[Start of Document segment]

# blowing fuses



## starbuck (Mar 17, 2019)

Hi all Starbuck here from Maryborough qld. being a newbie to these forums I need some advice. recently I bought a 2004 nissan xtrail from a neighbour. As the car had been owned by an elderly couple I knew it,s history. so far it,s been great and I,ve had no issues until Friday.
After driving out to a friends place about 15kms from town, I noticed the fan wasn,t blowing any air though the a/c was working. 
replaced the fuse which had blown. started the car and as soon as I turned the fan on the fuse blew. replaced it again but same thing but I did notice that the last fuse seems to have melted. turned off the a/c replaced fuse and started the fan, straight away the fuse blew. as I don,t have a manual would anyone know why the fuse keeps blowing?? the previous owners did have the fan replaced after the same thing occurred with them. why the fuse keeps blowing has me stumped?? any ideas please


----------



## otomodo (May 23, 2008)

I m no electricity specialist, but i would test the wires through. 
Did the motor seize before it was replaced?
Does the replacement motor turn freely? Was it connected correctly?


----------



## smj999smj (Jan 1, 2006)

Since the fuse doesn't blow until you turn on the blower fan, I would suspect the blower fan. Just because it's been recently replaced, doesn't necessarily means it is good, especially if it's an aftermarket part. Unplug the blower motor, replace the fuse, turn the ignition "on" and turn the fan "on." If the fuse doesn't blow, chances are you need to replace the blower motor.


----------



## quadraria10 (Jul 6, 2010)

Here is a link to the manual for your 2004

https://ownersmanuals2.com/make/nissan/x-trail-2004-4145

I am wondering if a bad blower motor resistor or amplifier could cause that issue, though usually, they cause the fan to only operate at high speed, or not at all, and it does not blow the fuse.

[End of Document segment]

■ Stated problem 1:
In the forum thread on blowing fuses, restate the passage from "I am wondering" to "blow the fuse.", swapping "amplifier" for "relay".

[Start of Supplied data]

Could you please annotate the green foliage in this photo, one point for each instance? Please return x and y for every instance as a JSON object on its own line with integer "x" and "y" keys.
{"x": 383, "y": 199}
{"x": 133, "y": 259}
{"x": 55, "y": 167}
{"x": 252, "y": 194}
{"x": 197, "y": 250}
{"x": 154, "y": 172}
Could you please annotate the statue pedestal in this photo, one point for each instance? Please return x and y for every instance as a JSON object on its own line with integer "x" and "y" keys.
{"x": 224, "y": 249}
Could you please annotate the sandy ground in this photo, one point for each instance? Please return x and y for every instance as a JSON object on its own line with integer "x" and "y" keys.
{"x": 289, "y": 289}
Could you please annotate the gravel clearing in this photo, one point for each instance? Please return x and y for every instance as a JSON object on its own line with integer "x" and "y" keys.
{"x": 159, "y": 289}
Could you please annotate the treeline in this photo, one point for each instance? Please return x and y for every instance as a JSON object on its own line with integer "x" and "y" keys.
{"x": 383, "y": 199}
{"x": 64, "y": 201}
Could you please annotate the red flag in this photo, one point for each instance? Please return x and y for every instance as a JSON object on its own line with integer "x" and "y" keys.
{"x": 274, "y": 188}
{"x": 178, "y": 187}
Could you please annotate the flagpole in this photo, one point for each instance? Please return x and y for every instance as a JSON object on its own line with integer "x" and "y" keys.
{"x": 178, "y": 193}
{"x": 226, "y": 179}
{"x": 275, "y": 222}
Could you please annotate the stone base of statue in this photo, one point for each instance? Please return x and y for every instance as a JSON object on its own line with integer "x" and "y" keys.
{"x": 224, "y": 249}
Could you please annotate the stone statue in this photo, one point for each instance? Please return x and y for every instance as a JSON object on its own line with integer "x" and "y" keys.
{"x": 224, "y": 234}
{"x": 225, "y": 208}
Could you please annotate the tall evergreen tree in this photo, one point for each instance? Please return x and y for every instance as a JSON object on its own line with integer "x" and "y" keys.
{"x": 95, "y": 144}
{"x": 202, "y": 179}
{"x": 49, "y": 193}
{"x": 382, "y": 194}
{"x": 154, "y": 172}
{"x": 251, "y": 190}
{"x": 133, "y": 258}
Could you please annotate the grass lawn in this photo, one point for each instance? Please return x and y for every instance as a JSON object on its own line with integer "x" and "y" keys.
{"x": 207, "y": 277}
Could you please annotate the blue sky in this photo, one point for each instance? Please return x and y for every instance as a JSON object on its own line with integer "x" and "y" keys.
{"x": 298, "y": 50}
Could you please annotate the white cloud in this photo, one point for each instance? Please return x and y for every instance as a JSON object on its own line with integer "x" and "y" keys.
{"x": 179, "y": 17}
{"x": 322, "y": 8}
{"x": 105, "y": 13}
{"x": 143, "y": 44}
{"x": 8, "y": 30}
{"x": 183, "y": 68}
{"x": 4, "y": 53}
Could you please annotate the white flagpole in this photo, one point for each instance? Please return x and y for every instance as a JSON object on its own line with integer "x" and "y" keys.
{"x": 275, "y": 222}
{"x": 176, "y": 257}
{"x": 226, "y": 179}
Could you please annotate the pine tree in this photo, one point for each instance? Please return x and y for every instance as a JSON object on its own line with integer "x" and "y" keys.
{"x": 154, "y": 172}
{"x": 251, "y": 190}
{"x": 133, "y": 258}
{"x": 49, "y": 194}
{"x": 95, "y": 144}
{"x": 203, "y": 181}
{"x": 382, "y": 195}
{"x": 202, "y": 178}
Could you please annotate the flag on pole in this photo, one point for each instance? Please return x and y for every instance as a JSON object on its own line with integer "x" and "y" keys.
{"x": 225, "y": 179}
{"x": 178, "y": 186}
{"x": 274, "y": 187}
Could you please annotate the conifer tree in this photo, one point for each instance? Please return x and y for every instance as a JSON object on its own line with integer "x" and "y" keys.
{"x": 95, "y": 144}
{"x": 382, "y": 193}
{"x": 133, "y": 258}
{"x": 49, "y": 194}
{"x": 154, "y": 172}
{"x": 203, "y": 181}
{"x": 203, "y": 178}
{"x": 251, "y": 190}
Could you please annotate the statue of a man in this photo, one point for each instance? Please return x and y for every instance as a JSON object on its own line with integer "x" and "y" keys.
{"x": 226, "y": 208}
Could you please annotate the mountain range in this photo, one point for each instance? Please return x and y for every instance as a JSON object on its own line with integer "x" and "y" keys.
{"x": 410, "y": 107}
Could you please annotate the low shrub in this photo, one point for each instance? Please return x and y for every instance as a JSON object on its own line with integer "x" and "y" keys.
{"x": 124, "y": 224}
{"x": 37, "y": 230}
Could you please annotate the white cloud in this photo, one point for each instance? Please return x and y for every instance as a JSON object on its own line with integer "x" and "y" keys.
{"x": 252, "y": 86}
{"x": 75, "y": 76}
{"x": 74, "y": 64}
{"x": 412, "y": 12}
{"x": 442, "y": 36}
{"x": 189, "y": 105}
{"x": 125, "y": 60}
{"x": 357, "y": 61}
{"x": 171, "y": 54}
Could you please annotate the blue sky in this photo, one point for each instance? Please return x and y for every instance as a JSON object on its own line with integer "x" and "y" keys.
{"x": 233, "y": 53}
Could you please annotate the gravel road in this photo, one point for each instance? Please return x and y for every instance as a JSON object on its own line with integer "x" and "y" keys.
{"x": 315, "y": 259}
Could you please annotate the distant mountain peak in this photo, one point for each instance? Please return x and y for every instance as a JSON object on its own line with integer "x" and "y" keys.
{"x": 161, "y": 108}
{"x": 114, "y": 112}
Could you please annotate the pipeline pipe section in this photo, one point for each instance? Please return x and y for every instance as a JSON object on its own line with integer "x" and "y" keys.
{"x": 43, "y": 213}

[End of Supplied data]

■ Stated problem 2:
List every line of the records that contains the word "flagpole".

■ Written reply 1:
I am wondering if a bad blower motor resistor or relay could cause that issue, though usually, they cause the fan to only operate at high speed, or not at all, and it does not blow the fuse.

■ Written reply 2:
Could you please annotate the flagpole in this photo, one point for each instance? Please return x and y for every instance as a JSON object on its own line with integer "x" and "y" keys.
Could you please annotate the white flagpole in this photo, one point for each instance? Please return x and y for every instance as a JSON object on its own line with integer "x" and "y" keys.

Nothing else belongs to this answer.